Correlation, example 2:
cor.test(x, y, method = 'kendall', alternative = 'greater')
Kendall's rank correlation tau
data: x and y
T = 26, p-value = 0.05972
alternative hypothesis: true tau is greater than 0
sample estimates:
tau
0.4444444
cor.test(x, y, method = 'spearman', alternative = 'greater')
Spearman's rank correlation rho
data: x and y
S = 48, p-value = 0.0484
alternative hypothesis: true rho is greater than 0
sample estimates:
rho
0.6
Correlation, example 2:
Was it correct to test one-sided (i.e. using the argument alternative = 'greater')?
What would happen to the p-value if we tested two-sided?
cor.test(x, y, method = 'kendall') cor.test(x, y, method = 'spearman')
- Why is there no ‘alternative’ argument specified this time?
- The p-values are now both non-significant, why? Did you expect this?
Plotting two continuous variables
Let us use the USArrests data set to produce a ‘scatter plot’:
plot(USArrests$Assault ~ USArrests$UrbanPop,
xlab = 'Urban population (%)',
ylab = 'Number of assaults/year')
Customising plots
Let us use the USArrests data set:
plot(USArrests$Assault ~ USArrests$UrbanPop,
xlab = 'Urban population (%)',
ylab = 'Number of assaults/year',
xlim = c(0, 100), ylim = c(0, 400), #Note that plots usually don't have titles
main = 'Correlation plot') #but titles are useful on exploratory plots!
Customising plots
plot(USArrests$Assault ~ USArrests$UrbanPop,
xlab = 'Urban population (%)',
ylab = 'Number of assaults/year',
xlim = c(0, 100), ylim = c(0, 400),
main = 'Correlation plot')
text(20, 350, 'p-value (Kendall) = 0.04')

* Written request *
Write the next part of the R tutorial above on correlation tests and plotting, starting right after its last line of code.

* Data lines *
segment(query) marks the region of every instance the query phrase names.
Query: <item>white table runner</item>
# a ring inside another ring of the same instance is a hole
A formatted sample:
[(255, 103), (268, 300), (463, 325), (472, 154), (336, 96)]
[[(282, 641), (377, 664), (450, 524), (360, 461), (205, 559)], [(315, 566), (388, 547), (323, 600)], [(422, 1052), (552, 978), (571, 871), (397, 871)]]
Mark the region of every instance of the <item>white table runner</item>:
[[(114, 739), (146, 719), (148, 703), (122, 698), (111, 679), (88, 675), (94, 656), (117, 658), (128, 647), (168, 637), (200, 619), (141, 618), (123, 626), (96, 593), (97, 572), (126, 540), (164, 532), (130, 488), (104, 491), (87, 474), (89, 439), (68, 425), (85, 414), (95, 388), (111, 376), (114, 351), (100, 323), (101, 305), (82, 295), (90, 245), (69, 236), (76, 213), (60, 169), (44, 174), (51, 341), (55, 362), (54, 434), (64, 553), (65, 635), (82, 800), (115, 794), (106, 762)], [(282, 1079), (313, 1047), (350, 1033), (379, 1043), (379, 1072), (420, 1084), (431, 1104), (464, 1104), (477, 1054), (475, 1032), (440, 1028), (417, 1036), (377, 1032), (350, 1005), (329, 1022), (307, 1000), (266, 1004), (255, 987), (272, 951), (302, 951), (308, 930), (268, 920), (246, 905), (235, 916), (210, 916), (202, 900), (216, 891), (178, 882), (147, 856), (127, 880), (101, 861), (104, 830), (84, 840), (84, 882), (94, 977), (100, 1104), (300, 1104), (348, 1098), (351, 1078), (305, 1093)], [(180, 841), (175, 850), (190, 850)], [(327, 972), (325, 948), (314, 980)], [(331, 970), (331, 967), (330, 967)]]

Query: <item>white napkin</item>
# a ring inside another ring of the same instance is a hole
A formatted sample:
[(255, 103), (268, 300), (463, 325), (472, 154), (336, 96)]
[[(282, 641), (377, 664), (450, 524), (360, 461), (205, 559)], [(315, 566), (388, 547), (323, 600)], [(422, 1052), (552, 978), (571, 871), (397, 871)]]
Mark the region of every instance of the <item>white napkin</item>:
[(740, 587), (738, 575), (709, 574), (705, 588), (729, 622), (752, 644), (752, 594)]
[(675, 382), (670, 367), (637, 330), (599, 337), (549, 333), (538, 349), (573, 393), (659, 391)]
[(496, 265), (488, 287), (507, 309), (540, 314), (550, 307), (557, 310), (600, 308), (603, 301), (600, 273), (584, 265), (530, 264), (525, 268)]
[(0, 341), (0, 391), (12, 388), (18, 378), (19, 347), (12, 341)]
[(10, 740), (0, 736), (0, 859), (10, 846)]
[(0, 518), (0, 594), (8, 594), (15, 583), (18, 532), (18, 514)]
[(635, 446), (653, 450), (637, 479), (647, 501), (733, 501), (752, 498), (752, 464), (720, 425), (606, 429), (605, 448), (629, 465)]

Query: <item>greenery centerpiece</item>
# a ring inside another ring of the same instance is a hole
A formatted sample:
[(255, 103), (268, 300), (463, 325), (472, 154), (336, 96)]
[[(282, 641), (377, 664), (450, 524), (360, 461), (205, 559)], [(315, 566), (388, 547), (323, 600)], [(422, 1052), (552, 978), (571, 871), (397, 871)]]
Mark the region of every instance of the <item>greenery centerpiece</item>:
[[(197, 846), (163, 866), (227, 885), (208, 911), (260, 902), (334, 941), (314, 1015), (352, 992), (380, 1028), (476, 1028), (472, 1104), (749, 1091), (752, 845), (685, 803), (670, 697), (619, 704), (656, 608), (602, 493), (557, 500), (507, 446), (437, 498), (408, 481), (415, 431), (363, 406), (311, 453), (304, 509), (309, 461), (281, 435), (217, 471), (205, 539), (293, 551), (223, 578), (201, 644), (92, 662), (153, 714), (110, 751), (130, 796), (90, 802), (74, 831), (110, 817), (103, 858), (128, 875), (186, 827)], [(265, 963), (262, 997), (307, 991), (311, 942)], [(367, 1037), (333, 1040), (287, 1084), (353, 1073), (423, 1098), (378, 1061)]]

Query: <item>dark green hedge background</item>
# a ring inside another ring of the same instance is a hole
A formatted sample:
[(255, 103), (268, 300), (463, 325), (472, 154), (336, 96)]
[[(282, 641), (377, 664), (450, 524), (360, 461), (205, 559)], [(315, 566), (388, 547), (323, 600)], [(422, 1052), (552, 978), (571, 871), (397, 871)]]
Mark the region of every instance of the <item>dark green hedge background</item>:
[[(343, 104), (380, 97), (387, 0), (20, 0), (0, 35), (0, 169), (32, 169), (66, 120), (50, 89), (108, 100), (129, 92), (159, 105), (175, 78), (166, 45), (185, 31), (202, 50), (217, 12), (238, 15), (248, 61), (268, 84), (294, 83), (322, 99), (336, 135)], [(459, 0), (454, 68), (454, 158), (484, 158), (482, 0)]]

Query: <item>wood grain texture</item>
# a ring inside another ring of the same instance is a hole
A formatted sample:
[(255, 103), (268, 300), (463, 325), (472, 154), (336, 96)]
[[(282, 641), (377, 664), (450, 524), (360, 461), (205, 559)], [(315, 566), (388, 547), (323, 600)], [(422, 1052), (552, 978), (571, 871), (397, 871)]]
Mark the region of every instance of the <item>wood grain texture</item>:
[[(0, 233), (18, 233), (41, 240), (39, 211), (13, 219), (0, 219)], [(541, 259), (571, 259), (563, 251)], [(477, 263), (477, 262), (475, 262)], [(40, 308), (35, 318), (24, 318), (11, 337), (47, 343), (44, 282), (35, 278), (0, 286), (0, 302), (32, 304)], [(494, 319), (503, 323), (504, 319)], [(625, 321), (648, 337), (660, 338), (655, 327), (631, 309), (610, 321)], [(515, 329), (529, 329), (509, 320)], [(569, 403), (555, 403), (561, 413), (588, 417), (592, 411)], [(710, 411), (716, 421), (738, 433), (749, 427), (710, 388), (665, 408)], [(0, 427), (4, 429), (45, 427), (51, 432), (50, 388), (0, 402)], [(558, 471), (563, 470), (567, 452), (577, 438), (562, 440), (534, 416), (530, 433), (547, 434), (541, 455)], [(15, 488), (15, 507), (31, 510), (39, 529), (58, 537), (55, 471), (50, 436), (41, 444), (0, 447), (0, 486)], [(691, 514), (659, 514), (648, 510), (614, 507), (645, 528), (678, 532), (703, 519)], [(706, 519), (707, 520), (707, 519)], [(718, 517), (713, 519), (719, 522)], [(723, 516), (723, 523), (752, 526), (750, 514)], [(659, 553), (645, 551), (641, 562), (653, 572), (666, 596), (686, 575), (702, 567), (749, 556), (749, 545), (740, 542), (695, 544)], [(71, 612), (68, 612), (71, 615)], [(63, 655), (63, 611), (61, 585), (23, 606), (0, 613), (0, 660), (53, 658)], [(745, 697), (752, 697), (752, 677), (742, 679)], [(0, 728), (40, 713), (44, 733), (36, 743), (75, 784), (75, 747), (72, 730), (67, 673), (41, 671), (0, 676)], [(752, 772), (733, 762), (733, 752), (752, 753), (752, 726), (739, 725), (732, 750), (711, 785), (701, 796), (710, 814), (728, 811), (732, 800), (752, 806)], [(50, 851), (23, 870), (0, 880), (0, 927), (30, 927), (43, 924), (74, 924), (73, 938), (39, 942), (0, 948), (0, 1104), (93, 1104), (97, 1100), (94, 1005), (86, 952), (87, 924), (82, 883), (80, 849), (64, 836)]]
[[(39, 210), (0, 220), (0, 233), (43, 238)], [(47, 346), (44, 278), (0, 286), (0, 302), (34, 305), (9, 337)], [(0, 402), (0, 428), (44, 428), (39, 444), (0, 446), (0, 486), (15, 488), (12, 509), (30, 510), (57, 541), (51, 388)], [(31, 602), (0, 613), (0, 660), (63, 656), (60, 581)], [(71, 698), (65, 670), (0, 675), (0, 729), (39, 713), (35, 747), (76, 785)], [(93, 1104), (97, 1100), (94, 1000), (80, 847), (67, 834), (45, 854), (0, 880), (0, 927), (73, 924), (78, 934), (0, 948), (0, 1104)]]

* Response below *
Customising plots
plot(USArrests$Assault ~ USArrests$UrbanPop,
xlab = 'Urban population (%)',
ylab = 'Number of assaults/year',
xlim = c(0, 100), ylim = c(0, 400),
las = 1, tcl = .3, pch = 16, col = 'blue')
text(x = 20, y = 350, 'p-value (Kendal) = 0.04')
Example data analysis
In the data set ‘iris’, does petal length correlate with sepal length? Take all the necessary steps to test for this correlation and conclude.
Is your answer true for all three species?
Reporting statistical results in a text
T-test/Wilcoxon test:
- Significant: E.g. ‘Rats on treated islands were significantly lighter than rats on control islands (t-test, p = 0.0287)’
- Non-significant: E.g. ‘Rats on treated islands were not significantly lighter than rats on control islands (t-test, p = 0.64)’
- Wilcoxon rank-sum test: detto, but ‘…(Wilcoxon Rank-Sum test, p = …’)
Chi-squared test:
- Significant: E.g. ’Significantly more females than males were bullied (Chi-squared test, p < 0.0001)
- Non-significant: E.g. ’Bullying was not dependent on gender (Chi-squared test, p = 0.43)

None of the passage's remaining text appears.